**TEXT SHOWN:**
(begin)

The Known Planes of Existence, as depicted in APPENDIX IV of the PLAYERS HANDBOOK, offer nearly endless possibilities for ADBD play, although some of these new realms will no longer be fantasy as found in swords & sorcery or myth but verge an that of science fiction, horror, or just about anything else desired. How so? The known planes are a part of the "multiverse". In the Prime Material Plane are countless suns, planets, galaxies, universes. So too there are endless parallel worlds. What then of the Outer Planes? Certainly, they can be differently populated if not substantially different in form. . . .

For those of you who haven't really thought about it, the so-called planes are your ticket to creativity, and I mean that with a capital C! Everything can be absolutely different, save for those common denominators necessary to the existence of the player characters coming to the plane. Movement and scale can be different; so can combat and morale. Creatures can have more or different attributes. As long as the player characters can somehow relate to it all, then it will work. This is not to say that you are expected to actually make each and every plane a totally new experience - an impossibly tall order. It does mean that you can put your imagination to work on devising a single extraordinary plane. For the rest, simply use AD&D with minor quirks, petty differences, and so forth. If your players wish to spend most of their time visiting other planes (and this could come to pass after a year or more of play) then you will be hard pressed unless you rely upon other game systems to fill the gaps. Herein I have recommended that BOOT HILL and GAMMA WORLD be used in campaigns. There is also METAMORPHOSIS ALPHA, TRACTICS, and all sorts of other offerings which can be converted to man-for-man role-playing scenarios. . . .

(end)

**TASK INSTRUCTIONS:**
**a.** Do these statements agree with the text on the planes of existence? Answer yes or no for each, and quote the words of the text that decide it.
(i) The Prime Material Plane contains countless suns, planets, galaxies, and universes.
(ii) The reader is expected to make each and every plane a totally new experience.
(iii) BOOT HILL and GAMMA WORLD are recommended for use in campaigns.
**b.** Reproduce word for word the stretch of the text on the planes of existence from "The Known Planes of" through "in form. . . .".
The lines after this point are separate material and have no connection to the text on the planes of existence.

**PROVIDED INFORMATION:**
(begin)

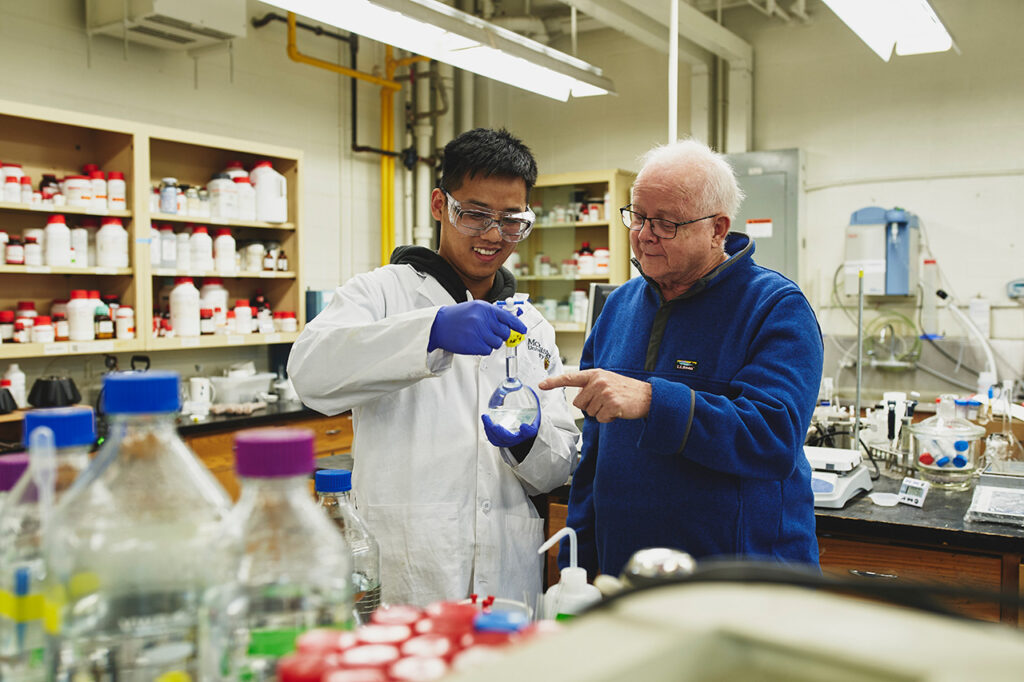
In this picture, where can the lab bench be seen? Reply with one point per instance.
(213, 438)
(902, 543)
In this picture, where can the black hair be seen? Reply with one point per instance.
(486, 152)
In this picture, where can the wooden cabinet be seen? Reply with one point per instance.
(331, 435)
(556, 236)
(46, 140)
(843, 557)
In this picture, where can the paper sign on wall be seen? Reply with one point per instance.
(759, 228)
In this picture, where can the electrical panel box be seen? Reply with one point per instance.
(883, 243)
(175, 25)
(769, 214)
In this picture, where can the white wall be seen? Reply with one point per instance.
(593, 133)
(941, 135)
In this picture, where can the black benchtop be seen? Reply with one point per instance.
(273, 414)
(940, 521)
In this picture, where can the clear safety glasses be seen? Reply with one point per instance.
(513, 226)
(662, 228)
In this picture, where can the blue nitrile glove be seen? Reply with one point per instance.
(473, 328)
(502, 437)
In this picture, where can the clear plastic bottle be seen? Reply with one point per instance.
(138, 543)
(295, 570)
(23, 638)
(333, 494)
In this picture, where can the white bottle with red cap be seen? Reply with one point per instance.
(223, 252)
(247, 198)
(117, 199)
(271, 193)
(57, 242)
(98, 181)
(80, 316)
(184, 307)
(112, 244)
(201, 246)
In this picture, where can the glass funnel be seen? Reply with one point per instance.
(513, 403)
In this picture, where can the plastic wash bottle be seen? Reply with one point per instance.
(571, 595)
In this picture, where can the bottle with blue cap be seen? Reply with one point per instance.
(947, 448)
(69, 434)
(334, 496)
(294, 571)
(138, 542)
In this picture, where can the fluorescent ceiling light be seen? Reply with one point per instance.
(909, 26)
(442, 33)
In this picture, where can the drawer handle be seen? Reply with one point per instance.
(871, 573)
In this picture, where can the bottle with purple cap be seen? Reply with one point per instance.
(294, 571)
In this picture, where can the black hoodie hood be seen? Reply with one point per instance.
(429, 262)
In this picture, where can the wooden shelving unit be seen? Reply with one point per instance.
(559, 240)
(46, 140)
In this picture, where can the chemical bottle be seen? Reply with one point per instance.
(182, 252)
(57, 242)
(202, 249)
(334, 495)
(143, 526)
(223, 198)
(168, 247)
(116, 198)
(26, 521)
(571, 594)
(17, 384)
(80, 247)
(112, 244)
(184, 307)
(243, 316)
(294, 572)
(223, 252)
(271, 193)
(247, 198)
(80, 316)
(98, 180)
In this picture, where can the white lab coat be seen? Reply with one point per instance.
(450, 510)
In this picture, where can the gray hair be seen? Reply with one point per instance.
(697, 174)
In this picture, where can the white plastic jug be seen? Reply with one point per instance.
(271, 194)
(572, 594)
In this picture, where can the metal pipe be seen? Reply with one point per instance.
(860, 356)
(296, 55)
(673, 71)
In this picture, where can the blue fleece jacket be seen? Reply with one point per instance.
(717, 467)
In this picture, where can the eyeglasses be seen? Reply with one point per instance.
(662, 228)
(512, 225)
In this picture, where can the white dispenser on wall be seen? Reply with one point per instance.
(884, 243)
(571, 595)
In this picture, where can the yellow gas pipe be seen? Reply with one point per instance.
(388, 88)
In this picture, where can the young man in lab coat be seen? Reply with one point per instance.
(415, 349)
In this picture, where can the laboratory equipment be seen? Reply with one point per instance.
(883, 244)
(137, 542)
(947, 450)
(838, 475)
(294, 571)
(513, 403)
(55, 461)
(571, 595)
(333, 495)
(998, 498)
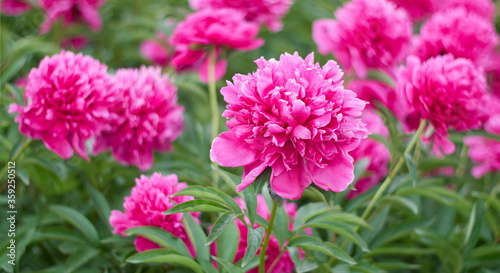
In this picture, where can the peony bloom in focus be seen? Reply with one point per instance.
(67, 101)
(484, 150)
(268, 12)
(446, 91)
(295, 117)
(222, 28)
(376, 152)
(148, 117)
(483, 8)
(71, 11)
(15, 7)
(366, 34)
(285, 263)
(145, 206)
(417, 9)
(458, 32)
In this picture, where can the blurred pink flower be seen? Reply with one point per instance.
(149, 117)
(149, 198)
(76, 43)
(71, 11)
(222, 28)
(417, 9)
(448, 92)
(268, 12)
(293, 116)
(366, 34)
(462, 34)
(285, 263)
(483, 8)
(376, 152)
(15, 7)
(485, 151)
(67, 101)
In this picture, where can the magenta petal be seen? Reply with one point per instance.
(336, 176)
(229, 152)
(292, 183)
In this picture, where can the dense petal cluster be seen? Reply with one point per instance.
(366, 34)
(293, 116)
(483, 8)
(457, 32)
(221, 28)
(15, 7)
(285, 263)
(148, 117)
(67, 103)
(485, 151)
(150, 197)
(375, 151)
(268, 12)
(417, 9)
(448, 92)
(71, 11)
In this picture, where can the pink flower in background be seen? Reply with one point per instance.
(71, 11)
(15, 7)
(67, 101)
(366, 34)
(376, 152)
(285, 263)
(417, 9)
(149, 117)
(483, 8)
(155, 50)
(149, 198)
(485, 151)
(268, 12)
(448, 92)
(293, 116)
(222, 28)
(457, 32)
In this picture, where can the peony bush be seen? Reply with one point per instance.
(250, 136)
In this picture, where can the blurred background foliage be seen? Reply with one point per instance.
(431, 224)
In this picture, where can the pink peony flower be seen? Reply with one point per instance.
(15, 7)
(483, 8)
(222, 28)
(67, 102)
(285, 263)
(149, 117)
(71, 11)
(366, 34)
(268, 12)
(145, 206)
(293, 116)
(485, 151)
(376, 152)
(417, 9)
(457, 32)
(448, 92)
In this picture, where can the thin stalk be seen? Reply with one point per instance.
(266, 239)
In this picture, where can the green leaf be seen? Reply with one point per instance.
(79, 258)
(210, 194)
(220, 225)
(161, 237)
(164, 256)
(197, 205)
(230, 267)
(254, 239)
(77, 220)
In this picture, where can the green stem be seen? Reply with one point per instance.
(266, 239)
(14, 158)
(214, 107)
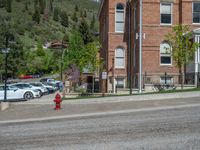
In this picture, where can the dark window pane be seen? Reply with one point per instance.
(196, 17)
(120, 7)
(165, 60)
(166, 18)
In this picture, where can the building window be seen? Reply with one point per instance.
(165, 54)
(166, 80)
(120, 82)
(119, 58)
(196, 12)
(166, 13)
(119, 18)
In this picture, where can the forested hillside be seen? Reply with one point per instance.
(33, 23)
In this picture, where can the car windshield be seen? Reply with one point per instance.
(12, 88)
(27, 86)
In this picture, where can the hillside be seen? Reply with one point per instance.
(30, 32)
(37, 22)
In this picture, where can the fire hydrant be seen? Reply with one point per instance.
(57, 101)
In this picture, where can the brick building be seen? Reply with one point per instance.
(119, 30)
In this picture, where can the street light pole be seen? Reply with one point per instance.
(6, 51)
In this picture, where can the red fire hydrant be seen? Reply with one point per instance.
(57, 101)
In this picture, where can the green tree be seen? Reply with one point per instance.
(92, 24)
(56, 14)
(42, 5)
(64, 19)
(183, 49)
(66, 39)
(36, 16)
(9, 6)
(76, 8)
(26, 5)
(85, 32)
(76, 50)
(2, 3)
(74, 17)
(40, 51)
(51, 6)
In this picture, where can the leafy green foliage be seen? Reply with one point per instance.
(9, 6)
(85, 32)
(56, 14)
(183, 48)
(64, 19)
(36, 16)
(34, 22)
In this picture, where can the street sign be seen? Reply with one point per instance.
(104, 75)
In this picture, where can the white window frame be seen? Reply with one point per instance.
(116, 18)
(119, 67)
(167, 55)
(193, 11)
(116, 81)
(165, 3)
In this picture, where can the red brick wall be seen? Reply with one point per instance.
(153, 30)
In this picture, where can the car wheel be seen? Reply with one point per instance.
(28, 96)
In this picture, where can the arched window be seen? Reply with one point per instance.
(165, 54)
(119, 18)
(119, 58)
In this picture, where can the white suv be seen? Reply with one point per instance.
(42, 90)
(14, 93)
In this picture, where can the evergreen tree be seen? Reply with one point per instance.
(35, 3)
(81, 13)
(42, 6)
(85, 32)
(26, 5)
(66, 39)
(36, 16)
(2, 3)
(64, 19)
(9, 6)
(51, 6)
(76, 8)
(85, 14)
(74, 17)
(92, 24)
(56, 14)
(40, 51)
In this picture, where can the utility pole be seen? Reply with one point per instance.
(140, 50)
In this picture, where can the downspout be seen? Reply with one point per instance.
(140, 51)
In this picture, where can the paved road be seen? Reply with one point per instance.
(174, 129)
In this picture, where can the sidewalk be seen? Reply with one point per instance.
(34, 109)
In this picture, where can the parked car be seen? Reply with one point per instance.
(14, 93)
(26, 77)
(28, 86)
(48, 87)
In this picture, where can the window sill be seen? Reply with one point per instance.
(163, 24)
(119, 67)
(166, 65)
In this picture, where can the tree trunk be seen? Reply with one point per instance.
(181, 79)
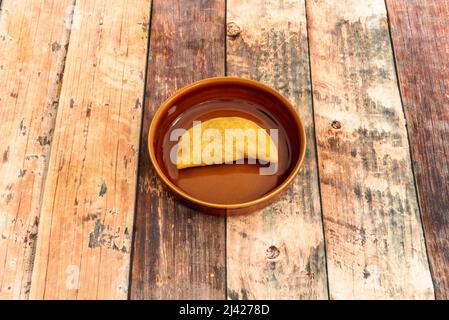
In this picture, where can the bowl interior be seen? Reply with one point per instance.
(227, 184)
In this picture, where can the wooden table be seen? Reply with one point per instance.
(83, 216)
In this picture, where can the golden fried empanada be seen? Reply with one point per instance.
(225, 140)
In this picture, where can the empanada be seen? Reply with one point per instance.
(225, 140)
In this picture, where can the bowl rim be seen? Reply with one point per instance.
(227, 80)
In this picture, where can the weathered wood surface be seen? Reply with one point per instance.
(419, 31)
(85, 229)
(277, 253)
(374, 239)
(178, 252)
(33, 39)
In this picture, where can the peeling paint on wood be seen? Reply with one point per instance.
(281, 247)
(419, 30)
(96, 127)
(374, 239)
(28, 86)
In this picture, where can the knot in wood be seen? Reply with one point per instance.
(272, 252)
(233, 30)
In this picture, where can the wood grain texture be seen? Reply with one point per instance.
(178, 253)
(419, 31)
(277, 253)
(374, 238)
(85, 230)
(33, 39)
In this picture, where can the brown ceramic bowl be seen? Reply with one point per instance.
(228, 188)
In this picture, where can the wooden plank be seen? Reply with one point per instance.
(277, 253)
(374, 238)
(85, 230)
(33, 39)
(419, 32)
(178, 252)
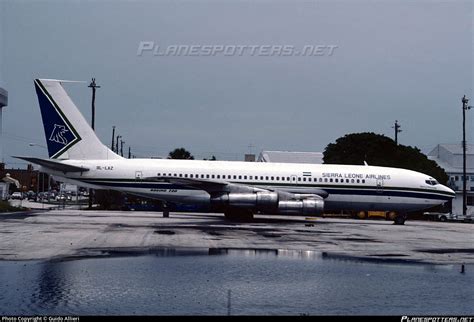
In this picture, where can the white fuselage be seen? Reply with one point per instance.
(349, 187)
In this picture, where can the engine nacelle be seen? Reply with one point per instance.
(261, 200)
(301, 207)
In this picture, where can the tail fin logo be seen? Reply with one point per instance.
(58, 134)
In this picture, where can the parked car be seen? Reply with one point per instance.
(17, 195)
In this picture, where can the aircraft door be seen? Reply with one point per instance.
(379, 184)
(293, 179)
(138, 175)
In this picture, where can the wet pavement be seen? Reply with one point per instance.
(60, 234)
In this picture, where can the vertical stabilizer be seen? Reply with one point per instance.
(67, 133)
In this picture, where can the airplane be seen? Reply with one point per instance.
(238, 189)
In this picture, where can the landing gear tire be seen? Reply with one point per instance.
(239, 215)
(400, 219)
(361, 215)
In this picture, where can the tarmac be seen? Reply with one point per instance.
(44, 234)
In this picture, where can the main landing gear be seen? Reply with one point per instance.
(238, 215)
(400, 219)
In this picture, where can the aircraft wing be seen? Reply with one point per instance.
(222, 186)
(54, 165)
(206, 185)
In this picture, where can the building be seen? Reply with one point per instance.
(291, 157)
(450, 158)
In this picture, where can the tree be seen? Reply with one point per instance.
(379, 150)
(180, 153)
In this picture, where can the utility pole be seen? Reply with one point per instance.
(92, 85)
(113, 136)
(116, 143)
(397, 130)
(464, 196)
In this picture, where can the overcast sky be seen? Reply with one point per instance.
(410, 61)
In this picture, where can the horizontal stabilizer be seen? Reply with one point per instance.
(54, 165)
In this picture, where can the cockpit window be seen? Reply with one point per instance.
(431, 182)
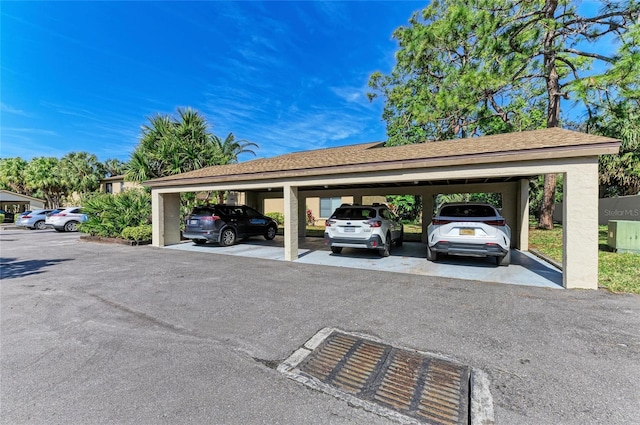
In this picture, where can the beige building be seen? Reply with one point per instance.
(116, 184)
(501, 164)
(17, 203)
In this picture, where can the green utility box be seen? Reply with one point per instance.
(624, 236)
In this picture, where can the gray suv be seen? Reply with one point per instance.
(225, 224)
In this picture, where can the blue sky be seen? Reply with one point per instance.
(289, 76)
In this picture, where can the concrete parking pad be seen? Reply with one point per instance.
(525, 269)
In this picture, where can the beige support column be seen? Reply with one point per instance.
(522, 232)
(251, 200)
(427, 213)
(302, 216)
(165, 218)
(290, 223)
(580, 226)
(510, 209)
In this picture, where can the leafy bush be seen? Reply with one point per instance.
(138, 233)
(108, 215)
(278, 217)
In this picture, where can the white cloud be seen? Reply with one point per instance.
(11, 110)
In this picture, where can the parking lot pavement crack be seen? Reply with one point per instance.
(147, 318)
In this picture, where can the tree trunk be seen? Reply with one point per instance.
(545, 220)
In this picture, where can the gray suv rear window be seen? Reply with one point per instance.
(467, 211)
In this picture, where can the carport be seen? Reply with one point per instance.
(498, 163)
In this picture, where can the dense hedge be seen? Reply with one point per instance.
(108, 215)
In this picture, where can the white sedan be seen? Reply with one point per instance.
(471, 229)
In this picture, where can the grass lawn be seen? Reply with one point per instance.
(616, 272)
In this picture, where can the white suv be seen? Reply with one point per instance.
(363, 226)
(467, 228)
(65, 220)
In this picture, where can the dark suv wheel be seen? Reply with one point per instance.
(227, 237)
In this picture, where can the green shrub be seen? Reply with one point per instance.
(108, 215)
(278, 217)
(137, 233)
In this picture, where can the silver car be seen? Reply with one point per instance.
(33, 219)
(472, 229)
(66, 220)
(363, 226)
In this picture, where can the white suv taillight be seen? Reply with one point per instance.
(495, 222)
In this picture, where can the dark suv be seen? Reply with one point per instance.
(226, 224)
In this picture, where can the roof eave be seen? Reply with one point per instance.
(573, 151)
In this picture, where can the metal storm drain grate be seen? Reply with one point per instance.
(427, 389)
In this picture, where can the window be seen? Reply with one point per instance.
(329, 205)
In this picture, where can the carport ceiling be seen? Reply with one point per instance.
(394, 185)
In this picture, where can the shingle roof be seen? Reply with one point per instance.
(526, 145)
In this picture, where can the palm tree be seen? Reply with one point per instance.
(43, 174)
(81, 171)
(173, 145)
(114, 167)
(12, 174)
(229, 150)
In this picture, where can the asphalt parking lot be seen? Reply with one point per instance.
(525, 269)
(99, 333)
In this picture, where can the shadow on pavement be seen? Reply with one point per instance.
(10, 268)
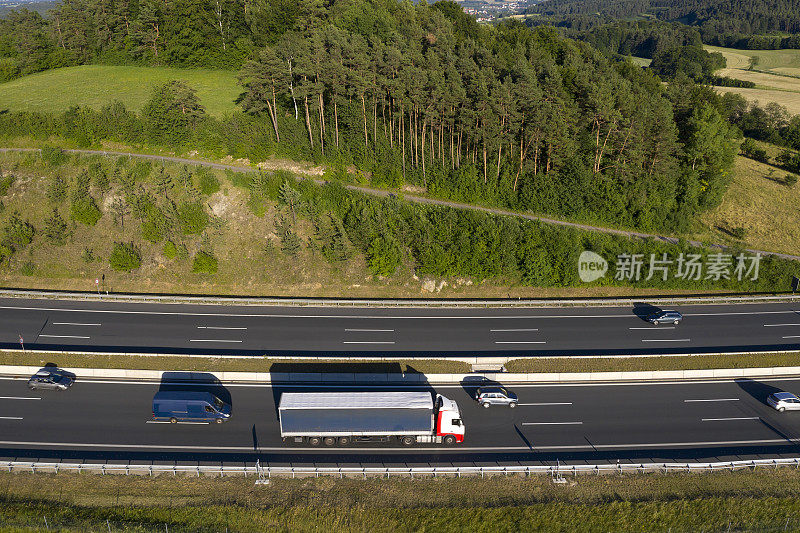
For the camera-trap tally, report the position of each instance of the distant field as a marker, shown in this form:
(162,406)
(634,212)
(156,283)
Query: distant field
(772,77)
(97,85)
(759,203)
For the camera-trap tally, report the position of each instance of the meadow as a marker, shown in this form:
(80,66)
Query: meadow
(96,85)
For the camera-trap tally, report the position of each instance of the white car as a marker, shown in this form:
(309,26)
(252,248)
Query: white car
(784,401)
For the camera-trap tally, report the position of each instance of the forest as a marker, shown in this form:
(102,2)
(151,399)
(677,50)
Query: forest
(420,94)
(760,24)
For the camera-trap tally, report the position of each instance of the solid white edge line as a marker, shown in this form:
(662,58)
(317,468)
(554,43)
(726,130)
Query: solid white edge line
(714,400)
(731,418)
(451,449)
(381,317)
(367,342)
(547,403)
(19,398)
(552,423)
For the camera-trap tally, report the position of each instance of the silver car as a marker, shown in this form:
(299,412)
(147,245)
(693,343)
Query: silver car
(488,396)
(50,378)
(784,401)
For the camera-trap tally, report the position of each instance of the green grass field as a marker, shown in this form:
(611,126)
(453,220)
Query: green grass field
(96,85)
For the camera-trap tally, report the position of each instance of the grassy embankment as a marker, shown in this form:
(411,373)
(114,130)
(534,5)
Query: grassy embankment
(432,366)
(244,241)
(777,75)
(98,85)
(740,501)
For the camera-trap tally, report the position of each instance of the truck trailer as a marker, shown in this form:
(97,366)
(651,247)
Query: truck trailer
(345,417)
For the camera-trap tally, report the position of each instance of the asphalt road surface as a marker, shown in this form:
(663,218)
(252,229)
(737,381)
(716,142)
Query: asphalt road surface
(642,422)
(208,329)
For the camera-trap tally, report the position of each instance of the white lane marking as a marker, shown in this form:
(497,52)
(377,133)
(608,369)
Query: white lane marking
(377,317)
(731,418)
(355,450)
(714,400)
(548,403)
(178,422)
(552,423)
(368,342)
(18,398)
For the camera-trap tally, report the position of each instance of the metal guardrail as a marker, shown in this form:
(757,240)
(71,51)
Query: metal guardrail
(420,302)
(266,472)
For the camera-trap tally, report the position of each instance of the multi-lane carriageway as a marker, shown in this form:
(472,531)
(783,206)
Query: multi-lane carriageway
(172,328)
(720,420)
(717,420)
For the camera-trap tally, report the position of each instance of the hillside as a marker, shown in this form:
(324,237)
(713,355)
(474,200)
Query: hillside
(98,85)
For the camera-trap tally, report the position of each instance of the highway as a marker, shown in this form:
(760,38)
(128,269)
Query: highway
(110,421)
(326,331)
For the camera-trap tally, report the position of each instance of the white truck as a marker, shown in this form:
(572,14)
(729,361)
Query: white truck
(345,417)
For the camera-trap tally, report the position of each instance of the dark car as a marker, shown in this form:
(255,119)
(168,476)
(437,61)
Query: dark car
(488,396)
(665,317)
(51,378)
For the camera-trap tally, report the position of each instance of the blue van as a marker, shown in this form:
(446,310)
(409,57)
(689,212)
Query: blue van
(189,406)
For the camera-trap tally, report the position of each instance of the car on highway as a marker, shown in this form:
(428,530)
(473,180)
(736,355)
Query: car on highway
(488,396)
(51,378)
(784,401)
(665,317)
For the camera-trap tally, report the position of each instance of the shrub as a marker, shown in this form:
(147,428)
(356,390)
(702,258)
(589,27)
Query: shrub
(55,229)
(170,250)
(57,189)
(85,210)
(383,256)
(18,232)
(192,218)
(53,155)
(6,183)
(207,182)
(125,257)
(204,263)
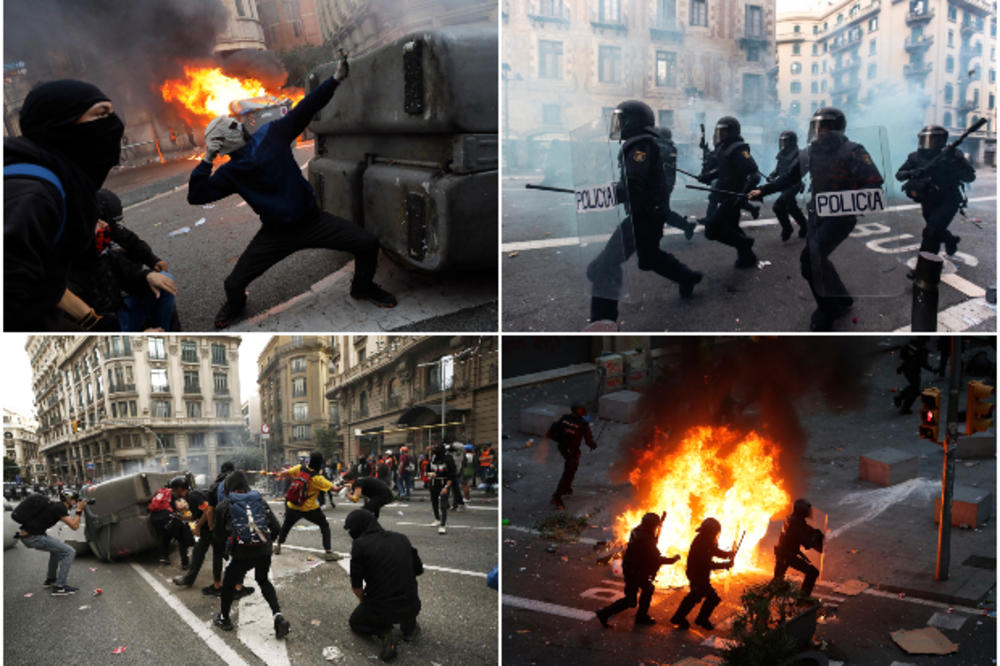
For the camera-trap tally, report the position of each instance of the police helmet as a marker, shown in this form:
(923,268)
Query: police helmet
(829,119)
(710,526)
(727,127)
(629,119)
(933,136)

(end)

**TASK SOLUTIONS:**
**a.**
(i) Yes: "In the Prime Material Plane are countless suns, planets, galaxies, universes."
(ii) No: "This is not to say that you are expected to actually make each and every plane a totally new experience - an impossibly tall order."
(iii) Yes: "Herein I have recommended that BOOT HILL and GAMMA WORLD be used in campaigns."

**b.**
The Known Planes of Existence, as depicted in APPENDIX IV of the PLAYERS HANDBOOK, offer nearly endless possibilities for ADBD play, although some of these new realms will no longer be fantasy as found in swords & sorcery or myth but verge an that of science fiction, horror, or just about anything else desired. How so? The known planes are a part of the "multiverse". In the Prime Material Plane are countless suns, planets, galaxies, universes. So too there are endless parallel worlds. What then of the Outer Planes? Certainly, they can be differently populated if not substantially different in form. . . .